What this task involves: Everything from the line holding "Please mark the wooden" through the last line below must be repeated exactly, and nothing else.

Data shown:
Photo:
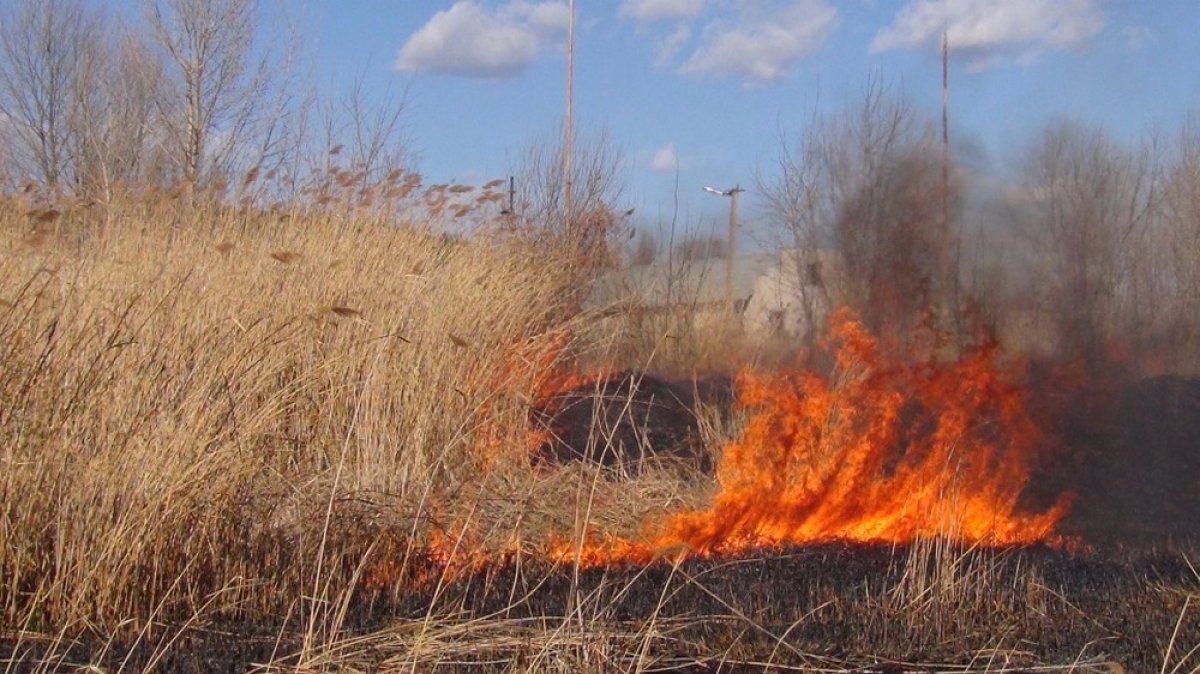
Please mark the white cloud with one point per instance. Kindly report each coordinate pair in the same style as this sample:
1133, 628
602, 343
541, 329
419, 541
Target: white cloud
473, 41
763, 47
671, 44
659, 10
1137, 36
665, 158
991, 30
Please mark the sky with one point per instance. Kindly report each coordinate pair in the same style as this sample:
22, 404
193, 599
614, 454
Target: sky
700, 92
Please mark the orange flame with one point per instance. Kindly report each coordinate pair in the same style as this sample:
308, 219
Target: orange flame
881, 451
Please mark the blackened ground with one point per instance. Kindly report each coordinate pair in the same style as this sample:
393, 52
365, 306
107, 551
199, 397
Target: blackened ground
1129, 455
1133, 461
629, 419
843, 602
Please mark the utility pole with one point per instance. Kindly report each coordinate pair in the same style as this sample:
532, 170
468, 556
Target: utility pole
732, 244
569, 124
949, 272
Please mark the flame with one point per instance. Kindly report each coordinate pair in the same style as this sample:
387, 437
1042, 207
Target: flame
885, 449
880, 451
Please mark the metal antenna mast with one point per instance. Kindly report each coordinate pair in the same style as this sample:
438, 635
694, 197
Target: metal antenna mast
569, 121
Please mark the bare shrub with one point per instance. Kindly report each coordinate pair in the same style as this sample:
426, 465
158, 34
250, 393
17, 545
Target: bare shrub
868, 185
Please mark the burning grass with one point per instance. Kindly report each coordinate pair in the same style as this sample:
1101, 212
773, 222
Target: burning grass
304, 439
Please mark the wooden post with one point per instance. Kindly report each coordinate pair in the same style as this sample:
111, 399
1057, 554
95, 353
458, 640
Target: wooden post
732, 251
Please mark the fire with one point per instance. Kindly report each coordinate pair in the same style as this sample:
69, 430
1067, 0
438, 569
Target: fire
882, 450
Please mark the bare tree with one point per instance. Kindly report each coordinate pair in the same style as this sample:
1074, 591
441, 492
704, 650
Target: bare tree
227, 91
1180, 242
597, 186
117, 130
43, 47
868, 186
358, 143
1085, 214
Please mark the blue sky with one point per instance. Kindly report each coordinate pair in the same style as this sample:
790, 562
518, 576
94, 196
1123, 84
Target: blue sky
707, 85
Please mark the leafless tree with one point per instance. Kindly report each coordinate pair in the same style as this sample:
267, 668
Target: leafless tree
357, 142
43, 48
1085, 215
117, 130
597, 187
1179, 240
227, 91
868, 185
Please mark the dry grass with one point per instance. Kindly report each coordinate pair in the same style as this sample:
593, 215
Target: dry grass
204, 408
214, 417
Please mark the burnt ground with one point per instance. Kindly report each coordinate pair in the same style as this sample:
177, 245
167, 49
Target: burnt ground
793, 608
1131, 453
1133, 461
629, 419
1132, 457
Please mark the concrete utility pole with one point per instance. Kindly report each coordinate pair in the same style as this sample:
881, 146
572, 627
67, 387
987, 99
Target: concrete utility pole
732, 245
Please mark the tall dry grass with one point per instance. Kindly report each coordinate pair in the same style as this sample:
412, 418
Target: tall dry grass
217, 411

Exercise response:
Please mark the wooden post with one point per instance. Kindly report each coordinate pair in the same style as this sample:
111, 399
1057, 554
95, 353
458, 640
Target: wooden post
732, 251
Please mark the fire with one point per instance. Kindly report each coordinate pair in the same style as this sample:
69, 430
1067, 0
438, 569
Target: fire
882, 450
Please mark the bare tree with one point per instance. Kindly report each coordinate pair in the same style as this sample:
1074, 591
441, 492
704, 650
Target: bare tree
227, 91
1180, 242
597, 186
117, 130
43, 47
868, 186
358, 143
1085, 214
Please mark the blue sky with one point per instance. Kindly report each coordinate pair in the same style as this sample:
790, 562
518, 576
94, 196
1123, 84
Target: blue sky
707, 85
Please mark the leafless tree with one point per instance. Kindly report each coordinate pair in the same style as this sample:
267, 668
Target: leafless tree
357, 142
43, 48
1085, 215
117, 130
597, 187
1179, 240
227, 91
868, 185
Please mark the dry grass with one point per instance. Kindly report each coordinate pair in the same style as this sample:
593, 215
Target: dry grass
204, 408
214, 417
Please mark the burnt ground with one point per instance. Kindly report each coordinate pair in the same style as this sample:
177, 245
167, 49
Target: burnt ground
793, 608
1131, 453
1133, 461
629, 419
1132, 457
Please mark the concrete utility pole with one point per instance. Kindly report each coordinate pair in the same style as this sample:
881, 146
572, 627
67, 387
987, 99
Target: concrete utility pole
732, 245
Please mark the tall dry grass with one point per instance. Kindly report each coordinate pair in the same style as this sample:
412, 418
Target: tall dry grass
217, 411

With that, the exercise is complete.